**SELECTION**
(begin)

Since the entire circumference of the discharge orifice can be thickened for improving the wear resistance of the nozzle even without forming the circumferential wall of the concave surface or concave area, the above-described circumferential wall of the concave surface or concave area is not required in particular, and the discharge orifice may be opened at the above-described inclined side wall. Further, the wall face of the circumferential wall does not need to be a flat surface extending in the axial direction and may be a rounded or curved surface. The above-described inclined side wall may be able to contact with the discharged water, and it is preferred, in terms of improving the wear resistance of the discharge section and maintaining or retaining the pattern of jetting from the discharge orifice, that the discharged water does not contact the inclined side wall. The inclination of the inclined side wall may thus be adjusted to an angle that is non-contacting with the discharged water, that is, for example, to about 45 to 80° and especially about 50 to 70°.

The nozzle orifice may usually comprise a discharge orifice opening at a concave surface or concave area at a front end, a tapered segment extending from the discharge orifice, and a large-diameter segment being continuous with the tapered segment, and usually an inclined wall is formed between the discharge orifice and the end face of the tip.

The shape of the discharge orifice is not limited to the above-described specific elliptical shape and discharge orifices of various shapes, such as a flat shape, may be employed, and an elliptical shape is usually provided. For example with respect to an elliptical discharge orifice, the ratio of the major diameter relative to the minor diameter is such that, for example, the major diameter/the minor diameter is about 1.2 to 3, preferably about 1.2 to 2.5, and more preferably about 1.4 to 2.

The tapered segment may be inclined rectilinearly (or linearly) with a predetermined angle, may be inclined with a plurality of different angles, or may be inclined curvingly. FIG. 6 is a schematic sectional view showing another embodiment of the tapered segment.

With this embodiment, a tapered segment (tapered side wall) 36 extending in the upstream direction from a discharge orifice is formed on a nozzle tip 32, which is fitted or attached into a nozzle case 31, and the tapered segment comprises two tapered segments, for example, a first tapered segment (conical side wall) 36a with a large taper angle (inclination angle) θ1, and a second tapered segment (truncated conical side wall) 36b continuing from the upstream end of the first tapered segment and having a taper angle (inclination angle) θ2 which is smaller than that of first tapered segment 36a. The first tapered segment 36a may be formed to have a taper angle η1 of about 50 to 90° (for example, about 50 to 80°) and the second tapered segment 36b may be formed to have a taper angle θ2 of about 20 to 55° (for example, about 30 to 50°). Further, a cylindrical flow path formed by a bushing or annular wall 37 continues from the upstream end of the second tapered segment 36b.

(end)

**DATA SHOWN**
(begin)

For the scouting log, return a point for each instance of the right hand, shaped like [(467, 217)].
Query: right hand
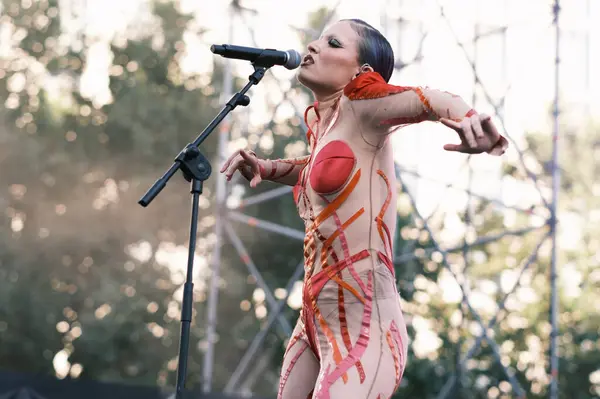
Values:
[(246, 163)]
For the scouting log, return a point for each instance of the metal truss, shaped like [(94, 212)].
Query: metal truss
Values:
[(227, 216)]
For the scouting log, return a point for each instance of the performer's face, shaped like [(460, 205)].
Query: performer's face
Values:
[(332, 60)]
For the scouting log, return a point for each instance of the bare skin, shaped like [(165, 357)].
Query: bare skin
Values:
[(351, 339)]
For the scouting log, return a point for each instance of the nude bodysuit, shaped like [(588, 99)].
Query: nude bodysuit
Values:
[(350, 341)]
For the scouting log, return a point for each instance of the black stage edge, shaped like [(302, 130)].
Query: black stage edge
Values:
[(15, 385)]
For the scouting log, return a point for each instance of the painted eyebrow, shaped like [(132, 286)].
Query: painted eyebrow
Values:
[(329, 37)]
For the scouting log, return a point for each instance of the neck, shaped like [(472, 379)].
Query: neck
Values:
[(326, 102)]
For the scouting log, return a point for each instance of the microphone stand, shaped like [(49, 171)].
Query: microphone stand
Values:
[(196, 169)]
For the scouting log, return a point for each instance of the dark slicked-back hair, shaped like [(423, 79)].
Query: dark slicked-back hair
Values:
[(374, 49)]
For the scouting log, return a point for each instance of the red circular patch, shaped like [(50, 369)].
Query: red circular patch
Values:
[(332, 167)]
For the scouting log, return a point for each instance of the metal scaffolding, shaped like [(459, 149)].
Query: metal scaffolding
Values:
[(227, 216)]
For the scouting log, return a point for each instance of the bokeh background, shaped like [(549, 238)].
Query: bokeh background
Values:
[(98, 97)]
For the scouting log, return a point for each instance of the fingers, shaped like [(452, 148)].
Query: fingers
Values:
[(468, 133), (456, 147), (476, 126), (254, 167), (489, 126), (246, 164), (451, 124)]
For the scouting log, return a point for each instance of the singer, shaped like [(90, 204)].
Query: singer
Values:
[(351, 340)]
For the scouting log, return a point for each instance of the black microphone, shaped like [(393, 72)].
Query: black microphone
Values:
[(258, 56)]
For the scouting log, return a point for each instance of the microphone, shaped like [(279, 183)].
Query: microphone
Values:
[(261, 57)]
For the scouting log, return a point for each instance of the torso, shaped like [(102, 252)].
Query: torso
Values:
[(346, 196)]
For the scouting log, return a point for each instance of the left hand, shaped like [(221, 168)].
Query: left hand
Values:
[(477, 134)]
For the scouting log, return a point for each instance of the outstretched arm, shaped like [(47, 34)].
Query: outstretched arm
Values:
[(283, 171), (384, 107)]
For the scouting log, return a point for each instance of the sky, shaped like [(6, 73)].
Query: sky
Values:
[(519, 63)]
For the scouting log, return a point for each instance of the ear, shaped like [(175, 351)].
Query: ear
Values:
[(364, 68)]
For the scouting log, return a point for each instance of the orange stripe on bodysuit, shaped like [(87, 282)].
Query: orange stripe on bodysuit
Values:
[(345, 333), (381, 226), (395, 355), (325, 249), (310, 253), (286, 375), (358, 350)]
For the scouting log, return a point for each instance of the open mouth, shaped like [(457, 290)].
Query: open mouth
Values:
[(307, 60)]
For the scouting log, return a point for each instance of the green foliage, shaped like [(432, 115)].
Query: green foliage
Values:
[(82, 267)]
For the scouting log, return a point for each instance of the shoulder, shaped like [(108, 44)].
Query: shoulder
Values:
[(371, 85)]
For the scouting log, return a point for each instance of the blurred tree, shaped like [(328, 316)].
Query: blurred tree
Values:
[(83, 292)]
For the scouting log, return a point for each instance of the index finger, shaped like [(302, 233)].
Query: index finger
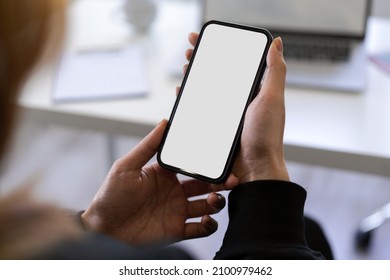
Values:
[(193, 38)]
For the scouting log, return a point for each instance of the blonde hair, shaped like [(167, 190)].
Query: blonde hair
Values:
[(28, 30)]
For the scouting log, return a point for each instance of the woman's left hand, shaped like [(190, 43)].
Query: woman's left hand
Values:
[(144, 204)]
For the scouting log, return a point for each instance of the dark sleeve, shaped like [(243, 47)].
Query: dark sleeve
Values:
[(266, 222), (95, 246)]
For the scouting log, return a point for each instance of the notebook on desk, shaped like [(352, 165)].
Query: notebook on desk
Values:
[(323, 40)]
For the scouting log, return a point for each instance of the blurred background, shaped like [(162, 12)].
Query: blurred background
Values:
[(70, 162)]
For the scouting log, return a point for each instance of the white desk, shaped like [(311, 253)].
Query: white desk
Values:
[(341, 130)]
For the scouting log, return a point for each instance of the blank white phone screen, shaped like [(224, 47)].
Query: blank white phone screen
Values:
[(213, 99)]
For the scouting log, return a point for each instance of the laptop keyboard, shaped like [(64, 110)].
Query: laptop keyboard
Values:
[(316, 48)]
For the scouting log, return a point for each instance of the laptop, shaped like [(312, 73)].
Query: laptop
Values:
[(323, 39)]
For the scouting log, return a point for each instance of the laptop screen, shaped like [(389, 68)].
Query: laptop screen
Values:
[(328, 17)]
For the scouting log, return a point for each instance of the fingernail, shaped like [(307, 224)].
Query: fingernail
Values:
[(279, 44), (221, 201)]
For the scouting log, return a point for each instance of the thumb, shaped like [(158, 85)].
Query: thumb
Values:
[(144, 150), (275, 79)]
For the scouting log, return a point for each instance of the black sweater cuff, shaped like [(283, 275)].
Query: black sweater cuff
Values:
[(266, 221)]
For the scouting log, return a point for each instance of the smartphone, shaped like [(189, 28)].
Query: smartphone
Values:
[(223, 77)]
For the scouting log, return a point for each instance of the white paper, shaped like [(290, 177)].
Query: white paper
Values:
[(101, 74)]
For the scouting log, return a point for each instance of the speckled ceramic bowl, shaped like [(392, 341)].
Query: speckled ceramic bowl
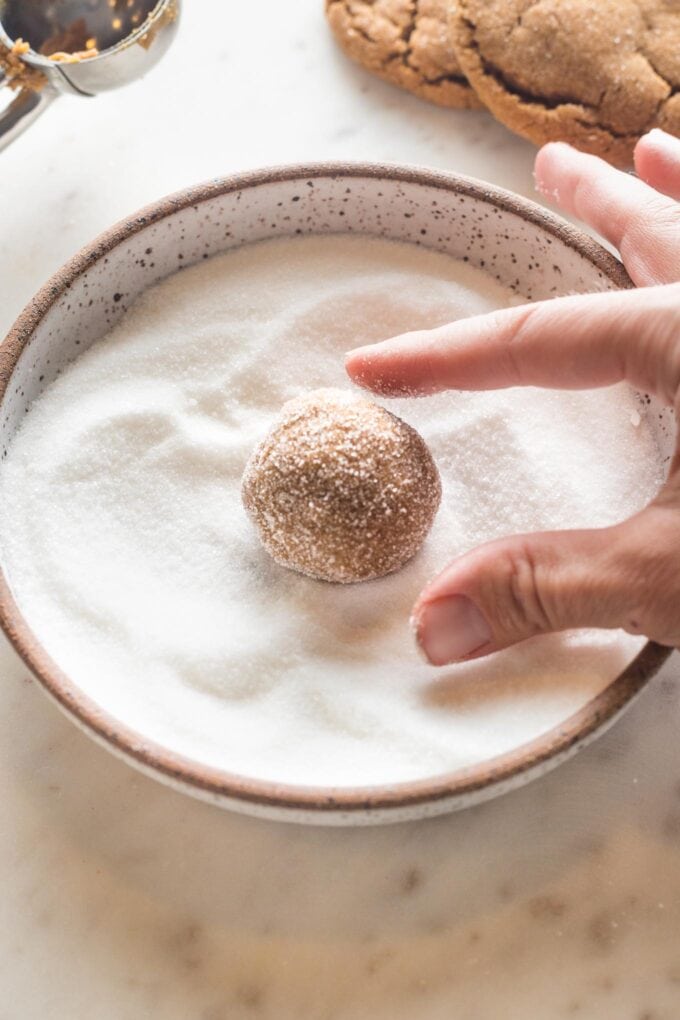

(end)

**PARTS OF THE EXERCISE**
a) In the nozzle text, what major-to-minor diameter ratio is more preferred for an elliptical discharge orifice?
b) Show every line of the records that contains the string "stripe".
The text and the records were taken from unrelated sources.

**SOLUTIONS BELOW**
a) About 1.4 to 2.

b)
For the scouting log, return a point for each instance of the orange stripe on bodysuit, shaped like [(87, 282)].
Query: orange stripe on bodysuit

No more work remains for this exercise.